INFORMATION SHOWN →
================================
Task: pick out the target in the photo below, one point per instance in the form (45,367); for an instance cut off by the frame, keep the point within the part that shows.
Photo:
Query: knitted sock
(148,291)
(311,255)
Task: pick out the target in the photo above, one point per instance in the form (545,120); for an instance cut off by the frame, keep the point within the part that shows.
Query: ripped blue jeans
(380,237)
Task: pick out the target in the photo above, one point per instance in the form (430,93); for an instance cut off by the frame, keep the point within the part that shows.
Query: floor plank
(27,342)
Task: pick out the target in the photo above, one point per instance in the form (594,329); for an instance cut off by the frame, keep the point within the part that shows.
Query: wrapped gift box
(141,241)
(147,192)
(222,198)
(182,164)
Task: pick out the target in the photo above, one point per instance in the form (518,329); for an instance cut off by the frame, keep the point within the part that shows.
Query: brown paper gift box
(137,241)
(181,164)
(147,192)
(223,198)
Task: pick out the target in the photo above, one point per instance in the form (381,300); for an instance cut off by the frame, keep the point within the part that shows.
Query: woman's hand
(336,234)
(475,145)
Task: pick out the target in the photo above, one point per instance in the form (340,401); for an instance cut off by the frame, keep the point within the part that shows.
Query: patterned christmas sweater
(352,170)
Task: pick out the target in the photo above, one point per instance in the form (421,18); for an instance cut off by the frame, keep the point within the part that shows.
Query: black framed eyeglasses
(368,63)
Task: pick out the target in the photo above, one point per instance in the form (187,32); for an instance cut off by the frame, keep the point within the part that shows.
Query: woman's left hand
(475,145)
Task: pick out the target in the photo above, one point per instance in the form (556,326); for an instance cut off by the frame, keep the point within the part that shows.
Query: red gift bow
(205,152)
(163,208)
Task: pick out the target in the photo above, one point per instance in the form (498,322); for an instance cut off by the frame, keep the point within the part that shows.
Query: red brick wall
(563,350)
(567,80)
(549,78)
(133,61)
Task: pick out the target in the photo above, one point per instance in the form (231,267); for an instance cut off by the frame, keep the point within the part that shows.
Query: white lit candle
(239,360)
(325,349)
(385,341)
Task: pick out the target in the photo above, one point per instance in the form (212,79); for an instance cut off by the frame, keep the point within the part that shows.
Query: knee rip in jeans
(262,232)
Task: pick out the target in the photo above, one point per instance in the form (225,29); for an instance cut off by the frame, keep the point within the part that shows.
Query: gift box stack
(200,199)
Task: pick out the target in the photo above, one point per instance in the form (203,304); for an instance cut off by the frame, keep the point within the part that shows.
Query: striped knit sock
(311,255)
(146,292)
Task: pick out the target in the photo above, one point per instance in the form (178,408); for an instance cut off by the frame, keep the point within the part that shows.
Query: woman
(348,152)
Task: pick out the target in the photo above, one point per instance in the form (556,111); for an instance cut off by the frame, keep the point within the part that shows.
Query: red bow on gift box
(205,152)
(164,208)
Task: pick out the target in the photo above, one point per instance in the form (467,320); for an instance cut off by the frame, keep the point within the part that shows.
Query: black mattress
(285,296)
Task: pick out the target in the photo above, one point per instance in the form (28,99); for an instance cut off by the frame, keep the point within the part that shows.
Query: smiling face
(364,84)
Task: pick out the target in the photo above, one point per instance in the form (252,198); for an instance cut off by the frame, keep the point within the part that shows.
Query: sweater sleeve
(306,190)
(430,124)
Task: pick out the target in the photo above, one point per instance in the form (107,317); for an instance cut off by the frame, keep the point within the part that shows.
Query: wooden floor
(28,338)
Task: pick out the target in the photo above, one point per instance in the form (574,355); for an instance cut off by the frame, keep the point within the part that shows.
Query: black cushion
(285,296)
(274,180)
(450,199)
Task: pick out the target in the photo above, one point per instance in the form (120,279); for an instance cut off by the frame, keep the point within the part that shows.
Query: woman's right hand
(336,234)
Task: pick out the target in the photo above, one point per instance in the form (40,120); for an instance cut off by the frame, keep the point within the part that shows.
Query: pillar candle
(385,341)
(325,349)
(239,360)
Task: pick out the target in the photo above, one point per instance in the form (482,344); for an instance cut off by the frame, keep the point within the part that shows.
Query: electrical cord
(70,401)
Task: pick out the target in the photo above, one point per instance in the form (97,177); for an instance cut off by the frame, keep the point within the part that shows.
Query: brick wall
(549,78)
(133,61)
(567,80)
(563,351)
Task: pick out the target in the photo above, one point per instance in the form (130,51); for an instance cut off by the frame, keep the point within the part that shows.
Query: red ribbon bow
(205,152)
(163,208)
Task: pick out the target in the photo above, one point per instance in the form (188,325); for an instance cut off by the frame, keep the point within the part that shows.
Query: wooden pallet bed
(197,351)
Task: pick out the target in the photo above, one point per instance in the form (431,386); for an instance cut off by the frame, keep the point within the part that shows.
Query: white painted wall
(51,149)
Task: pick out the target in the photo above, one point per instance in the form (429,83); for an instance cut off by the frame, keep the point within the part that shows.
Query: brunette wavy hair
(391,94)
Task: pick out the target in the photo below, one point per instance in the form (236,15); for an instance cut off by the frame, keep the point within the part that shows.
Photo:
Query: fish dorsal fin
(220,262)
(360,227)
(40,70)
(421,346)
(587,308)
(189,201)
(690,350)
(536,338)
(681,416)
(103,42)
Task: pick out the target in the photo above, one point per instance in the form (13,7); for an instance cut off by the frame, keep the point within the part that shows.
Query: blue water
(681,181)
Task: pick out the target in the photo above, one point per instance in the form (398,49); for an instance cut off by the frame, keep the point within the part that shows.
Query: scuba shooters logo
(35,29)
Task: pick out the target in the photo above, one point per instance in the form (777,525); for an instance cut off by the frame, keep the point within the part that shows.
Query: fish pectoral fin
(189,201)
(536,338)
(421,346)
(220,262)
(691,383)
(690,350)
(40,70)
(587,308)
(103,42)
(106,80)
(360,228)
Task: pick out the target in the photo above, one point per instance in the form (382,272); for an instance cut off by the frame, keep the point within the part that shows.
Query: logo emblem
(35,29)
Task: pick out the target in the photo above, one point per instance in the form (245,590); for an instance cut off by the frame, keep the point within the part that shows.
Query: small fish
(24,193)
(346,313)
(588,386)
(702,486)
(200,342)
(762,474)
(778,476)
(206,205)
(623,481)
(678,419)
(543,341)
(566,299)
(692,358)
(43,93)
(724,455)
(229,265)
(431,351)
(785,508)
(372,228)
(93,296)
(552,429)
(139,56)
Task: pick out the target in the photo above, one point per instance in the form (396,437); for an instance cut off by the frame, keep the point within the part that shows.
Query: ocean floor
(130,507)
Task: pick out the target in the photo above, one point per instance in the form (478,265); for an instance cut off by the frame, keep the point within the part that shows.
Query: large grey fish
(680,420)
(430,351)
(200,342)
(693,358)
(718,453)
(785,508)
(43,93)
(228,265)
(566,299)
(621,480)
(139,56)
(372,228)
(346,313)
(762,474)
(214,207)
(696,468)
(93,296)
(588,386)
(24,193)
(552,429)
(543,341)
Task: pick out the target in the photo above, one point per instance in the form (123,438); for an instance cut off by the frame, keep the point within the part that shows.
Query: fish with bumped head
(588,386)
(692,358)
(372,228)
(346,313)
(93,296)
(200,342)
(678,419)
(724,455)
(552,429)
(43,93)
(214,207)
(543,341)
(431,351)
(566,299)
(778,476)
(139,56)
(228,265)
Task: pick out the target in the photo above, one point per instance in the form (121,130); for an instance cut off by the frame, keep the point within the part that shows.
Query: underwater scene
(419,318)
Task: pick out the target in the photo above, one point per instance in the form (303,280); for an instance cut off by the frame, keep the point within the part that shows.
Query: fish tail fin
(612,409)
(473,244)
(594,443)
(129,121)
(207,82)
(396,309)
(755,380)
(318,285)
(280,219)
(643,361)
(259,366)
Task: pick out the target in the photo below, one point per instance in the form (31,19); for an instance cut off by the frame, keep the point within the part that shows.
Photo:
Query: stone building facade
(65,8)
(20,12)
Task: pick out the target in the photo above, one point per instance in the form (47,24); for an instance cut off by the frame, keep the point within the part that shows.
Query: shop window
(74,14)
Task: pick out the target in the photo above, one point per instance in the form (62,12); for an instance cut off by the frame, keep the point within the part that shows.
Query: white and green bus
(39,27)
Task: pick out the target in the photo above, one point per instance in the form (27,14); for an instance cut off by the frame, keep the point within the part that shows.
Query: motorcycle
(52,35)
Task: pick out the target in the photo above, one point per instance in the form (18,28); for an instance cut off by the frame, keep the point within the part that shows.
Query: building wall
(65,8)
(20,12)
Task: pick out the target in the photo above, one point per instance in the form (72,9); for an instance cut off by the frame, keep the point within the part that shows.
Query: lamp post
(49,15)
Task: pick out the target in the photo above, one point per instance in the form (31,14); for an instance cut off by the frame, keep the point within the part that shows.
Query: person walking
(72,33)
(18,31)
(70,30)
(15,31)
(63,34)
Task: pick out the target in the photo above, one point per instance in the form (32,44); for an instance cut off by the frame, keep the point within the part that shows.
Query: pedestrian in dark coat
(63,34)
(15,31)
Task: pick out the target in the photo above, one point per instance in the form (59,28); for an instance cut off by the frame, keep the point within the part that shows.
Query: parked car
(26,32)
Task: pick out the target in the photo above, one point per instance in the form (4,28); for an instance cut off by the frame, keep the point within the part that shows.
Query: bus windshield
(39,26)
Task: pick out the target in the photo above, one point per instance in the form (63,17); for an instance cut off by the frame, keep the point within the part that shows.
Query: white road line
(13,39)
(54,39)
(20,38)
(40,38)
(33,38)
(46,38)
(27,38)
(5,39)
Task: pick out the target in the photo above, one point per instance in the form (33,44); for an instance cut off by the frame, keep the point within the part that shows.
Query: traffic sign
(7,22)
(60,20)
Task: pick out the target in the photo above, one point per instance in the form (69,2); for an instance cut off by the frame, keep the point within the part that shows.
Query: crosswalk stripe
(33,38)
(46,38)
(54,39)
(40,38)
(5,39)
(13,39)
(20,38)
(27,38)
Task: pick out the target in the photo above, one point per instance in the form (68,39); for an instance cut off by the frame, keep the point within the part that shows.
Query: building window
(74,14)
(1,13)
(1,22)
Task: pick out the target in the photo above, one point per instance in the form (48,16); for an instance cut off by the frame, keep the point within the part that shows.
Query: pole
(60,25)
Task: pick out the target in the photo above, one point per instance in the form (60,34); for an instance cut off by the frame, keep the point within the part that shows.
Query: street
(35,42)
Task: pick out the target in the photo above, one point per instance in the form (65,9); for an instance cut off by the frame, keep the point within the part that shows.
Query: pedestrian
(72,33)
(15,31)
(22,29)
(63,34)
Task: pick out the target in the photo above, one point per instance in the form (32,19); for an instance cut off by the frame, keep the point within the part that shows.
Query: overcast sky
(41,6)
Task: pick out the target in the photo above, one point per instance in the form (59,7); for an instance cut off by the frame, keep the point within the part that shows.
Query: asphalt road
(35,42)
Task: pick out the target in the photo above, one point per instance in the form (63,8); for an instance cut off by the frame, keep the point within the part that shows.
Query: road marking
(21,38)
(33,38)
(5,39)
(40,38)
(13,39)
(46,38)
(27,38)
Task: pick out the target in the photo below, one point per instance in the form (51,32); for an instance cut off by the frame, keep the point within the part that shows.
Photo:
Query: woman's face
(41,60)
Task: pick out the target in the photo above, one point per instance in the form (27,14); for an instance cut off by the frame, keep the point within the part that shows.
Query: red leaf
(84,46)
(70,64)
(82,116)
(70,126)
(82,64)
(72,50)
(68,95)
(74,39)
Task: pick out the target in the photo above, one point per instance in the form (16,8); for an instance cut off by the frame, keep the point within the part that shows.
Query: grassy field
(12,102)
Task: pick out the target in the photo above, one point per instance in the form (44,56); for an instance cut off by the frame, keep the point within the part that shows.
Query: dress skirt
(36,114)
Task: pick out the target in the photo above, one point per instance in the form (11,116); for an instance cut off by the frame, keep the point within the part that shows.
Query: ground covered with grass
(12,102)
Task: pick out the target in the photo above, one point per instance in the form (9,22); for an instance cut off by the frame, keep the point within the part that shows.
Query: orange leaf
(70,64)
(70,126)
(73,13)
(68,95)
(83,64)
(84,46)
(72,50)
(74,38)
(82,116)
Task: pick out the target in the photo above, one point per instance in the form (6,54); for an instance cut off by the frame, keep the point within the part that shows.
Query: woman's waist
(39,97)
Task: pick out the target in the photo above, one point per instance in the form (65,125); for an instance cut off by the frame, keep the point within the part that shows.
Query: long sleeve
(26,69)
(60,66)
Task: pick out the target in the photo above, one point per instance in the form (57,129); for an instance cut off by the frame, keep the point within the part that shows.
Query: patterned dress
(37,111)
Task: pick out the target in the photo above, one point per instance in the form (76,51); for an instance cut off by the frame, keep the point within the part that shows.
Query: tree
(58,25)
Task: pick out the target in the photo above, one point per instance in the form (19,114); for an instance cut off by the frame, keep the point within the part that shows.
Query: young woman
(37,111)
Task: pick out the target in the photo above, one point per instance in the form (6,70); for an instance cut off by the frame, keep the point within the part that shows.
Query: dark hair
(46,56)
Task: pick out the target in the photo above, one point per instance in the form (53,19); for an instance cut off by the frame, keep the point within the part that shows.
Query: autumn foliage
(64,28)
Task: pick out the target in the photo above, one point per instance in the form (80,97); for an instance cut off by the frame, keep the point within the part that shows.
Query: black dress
================================
EXERCISE DETAILS → Search the data and copy each line containing "below".

TASK SOLUTION →
Task: pick out the target in the photo below, one point per instance in the form (45,367); for an instance cut off by the frame, keep the point within the part that shows.
Task: pick out the target in the photo below, one point per instance in the form (236,15); for an instance cut off by the frame, keep the point within the part that shows.
Task: pick out the target in the photo below, one point per instance in the form (31,19); for an instance cut off by the frame, keep the point within the part that shows.
Task: pick out the target in the photo below, one point per instance in the form (51,32); for an instance cut off by the frame, keep the point within the part that shows.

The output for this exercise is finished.